### EXERCISE INSTRUCTIONS
Return, exactly as written, all lines from the line containing "note: each instance" to the end of the entries below, with both ends included.
RECORDS SUPPLIED Block Start
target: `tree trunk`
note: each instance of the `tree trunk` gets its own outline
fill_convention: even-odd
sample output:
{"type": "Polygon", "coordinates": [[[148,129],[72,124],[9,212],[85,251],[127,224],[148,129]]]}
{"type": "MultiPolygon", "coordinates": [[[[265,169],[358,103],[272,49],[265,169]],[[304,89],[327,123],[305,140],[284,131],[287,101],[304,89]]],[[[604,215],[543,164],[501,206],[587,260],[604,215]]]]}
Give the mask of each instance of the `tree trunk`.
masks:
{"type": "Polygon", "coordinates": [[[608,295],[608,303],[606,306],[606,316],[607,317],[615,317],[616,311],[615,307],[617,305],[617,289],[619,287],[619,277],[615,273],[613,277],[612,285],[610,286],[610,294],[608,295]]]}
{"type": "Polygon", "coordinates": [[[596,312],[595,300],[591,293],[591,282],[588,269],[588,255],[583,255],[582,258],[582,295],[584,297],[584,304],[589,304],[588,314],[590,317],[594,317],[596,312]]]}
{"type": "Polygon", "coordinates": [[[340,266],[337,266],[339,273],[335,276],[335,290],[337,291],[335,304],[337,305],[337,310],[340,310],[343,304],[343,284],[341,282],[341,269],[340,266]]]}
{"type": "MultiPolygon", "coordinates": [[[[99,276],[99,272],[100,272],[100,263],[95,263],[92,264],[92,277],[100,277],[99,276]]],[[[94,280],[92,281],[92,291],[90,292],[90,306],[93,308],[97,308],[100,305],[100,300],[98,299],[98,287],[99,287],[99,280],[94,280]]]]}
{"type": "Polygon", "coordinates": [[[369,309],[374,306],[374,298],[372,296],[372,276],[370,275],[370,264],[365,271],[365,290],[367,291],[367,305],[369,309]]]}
RECORDS SUPPLIED Block End
### EXERCISE RESPONSE
note: each instance of the `tree trunk` gets its own outline
fill_convention: even-odd
sample output:
{"type": "Polygon", "coordinates": [[[148,129],[72,124],[9,212],[85,251],[127,224],[148,129]]]}
{"type": "MultiPolygon", "coordinates": [[[[265,169],[358,103],[272,49],[265,169]],[[304,89],[327,123],[305,140],[284,131],[287,101],[304,89]]],[[[604,215],[543,164],[501,206],[587,260],[604,215]]]]}
Give the mask of each instance of the `tree trunk`.
masks:
{"type": "Polygon", "coordinates": [[[608,295],[608,303],[606,306],[606,316],[607,317],[615,317],[616,311],[615,307],[617,305],[617,289],[619,287],[619,277],[615,273],[613,277],[612,285],[610,286],[610,294],[608,295]]]}
{"type": "Polygon", "coordinates": [[[596,312],[595,300],[591,293],[591,282],[588,269],[588,255],[583,255],[582,258],[582,295],[584,297],[584,304],[589,304],[588,314],[590,317],[594,317],[596,312]]]}
{"type": "Polygon", "coordinates": [[[340,266],[337,266],[339,273],[335,276],[335,290],[337,291],[335,304],[337,305],[337,310],[340,310],[343,304],[343,284],[341,282],[341,269],[340,266]]]}
{"type": "MultiPolygon", "coordinates": [[[[99,276],[99,272],[100,272],[100,263],[95,263],[92,264],[92,277],[100,277],[99,276]]],[[[94,280],[92,281],[92,291],[90,292],[90,306],[93,308],[97,308],[100,305],[100,300],[98,299],[98,287],[99,287],[99,280],[94,280]]]]}
{"type": "Polygon", "coordinates": [[[369,309],[374,306],[374,298],[372,296],[372,276],[370,275],[370,264],[365,271],[365,290],[367,291],[367,305],[369,309]]]}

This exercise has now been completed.